# Kutipan Dokumen:

--

SEKOLAH ITU NGGAK PENTING

MENGUNGKAP HAL TERPENTING DALAM HIDUP YANG NGGAK PERNAH DIAJARKAN DI SEKOLAH

Sebuah akun Youtuber terkenal telah sampai ke telinga saya. Ia mengatakan bahwa kualitas pendidikan di Indonesia ketinggalan 128 Tahun. Mengejutkan! aku pikir buat apa sekolah di Indonesia?

Inilah cerita diatas ceritanya cerita. Sebuah experience yang tak akan pernah saya lupakan. Sebuah journey yang kelak akan jadi legacy. Semua berawal dari serangkaian pertanyaan. Sekolah buat Apa? Apa Benar SEKOLAH ITU NGGAK PENTING!?

Saya menceritakan pengalaman saya kuliah di perguruan tinggi. Dan banyak sekali dm instagram yang masuk. Dm ini dimulai ketika saya lulus dari perguruan tinggi. Menjadi Sarjana.

Kerja apa sekarang?

Woow. Pertanyaan menarik. Saya suka. 

Nyatanya memang lulus dari perguruan tinggi ya… BEKERJA mau apa lagi. Memang tujuan kuliah untuk bekerja kan?. Jika iya. Selamat anda berhak membaca ini lebih lanjut. Sebab aku juga demikian. Tetapi sama sekali saya tidak bekerja bahkan tidak ingin bekerja tetapi maunya berkarya.

Sebelum lebih jauh mari kita membuka data. 

Sebab data ini sulit untuk didapatkan akhirnya saya bermain logika. Di universitas saya, kuliah dilaksanakan wisuda 6 kali dalam setahun. Menurut pencarian saya di google ada 1117 mahasiswa ikut wisuda pada tahun 2018 yang lalu dan “calon pengangguran baru nih kata saya”. Bayangkan ini baru universitas saya sedangkan jumlah perguruan tinggi di indonesia berjumlah 2300-an.

--

[Cuplikan dataset]
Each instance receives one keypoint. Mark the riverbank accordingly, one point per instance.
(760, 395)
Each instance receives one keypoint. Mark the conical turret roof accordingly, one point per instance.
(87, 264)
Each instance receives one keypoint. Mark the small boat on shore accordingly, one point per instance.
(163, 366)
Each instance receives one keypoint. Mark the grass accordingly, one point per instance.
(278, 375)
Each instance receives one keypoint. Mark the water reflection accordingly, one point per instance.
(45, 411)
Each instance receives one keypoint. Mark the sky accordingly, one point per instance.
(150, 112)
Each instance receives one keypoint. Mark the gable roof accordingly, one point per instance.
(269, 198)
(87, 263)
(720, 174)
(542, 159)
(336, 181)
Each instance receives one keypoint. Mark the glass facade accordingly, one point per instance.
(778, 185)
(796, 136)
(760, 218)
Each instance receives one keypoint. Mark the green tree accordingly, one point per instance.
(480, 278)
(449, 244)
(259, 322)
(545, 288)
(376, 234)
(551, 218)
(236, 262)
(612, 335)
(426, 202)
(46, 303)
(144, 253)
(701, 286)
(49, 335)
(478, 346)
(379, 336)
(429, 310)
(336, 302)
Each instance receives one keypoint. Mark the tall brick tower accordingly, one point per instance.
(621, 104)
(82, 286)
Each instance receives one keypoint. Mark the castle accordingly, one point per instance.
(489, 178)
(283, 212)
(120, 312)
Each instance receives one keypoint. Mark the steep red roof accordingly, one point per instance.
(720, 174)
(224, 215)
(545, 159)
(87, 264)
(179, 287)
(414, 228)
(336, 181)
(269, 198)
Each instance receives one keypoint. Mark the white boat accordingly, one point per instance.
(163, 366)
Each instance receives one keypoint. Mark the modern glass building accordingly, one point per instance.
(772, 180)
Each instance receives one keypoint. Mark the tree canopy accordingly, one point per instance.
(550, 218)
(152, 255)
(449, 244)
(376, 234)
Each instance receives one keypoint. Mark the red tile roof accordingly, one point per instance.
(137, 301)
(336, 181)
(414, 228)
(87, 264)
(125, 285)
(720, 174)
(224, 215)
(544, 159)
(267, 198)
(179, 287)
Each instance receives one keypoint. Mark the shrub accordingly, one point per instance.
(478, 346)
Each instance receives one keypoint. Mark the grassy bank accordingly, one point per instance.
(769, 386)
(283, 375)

--

# Tugas Latihan:
Tolong jawab pertanyaan singkat ini berdasarkan tulisan tentang sekolah di atas.
(a) Menurut Youtuber terkenal itu, kualitas pendidikan di Indonesia ketinggalan berapa tahun?
(b) Berapa kali wisuda dilaksanakan dalam setahun di universitas penulis?
(c) Berapa jumlah perguruan tinggi di Indonesia yang disebutkan?
Baris-baris data di atas tidak diperlukan.

# Jawaban Tugas:
(a) 128 tahun.
(b) 6 kali.
(c) 2300-an.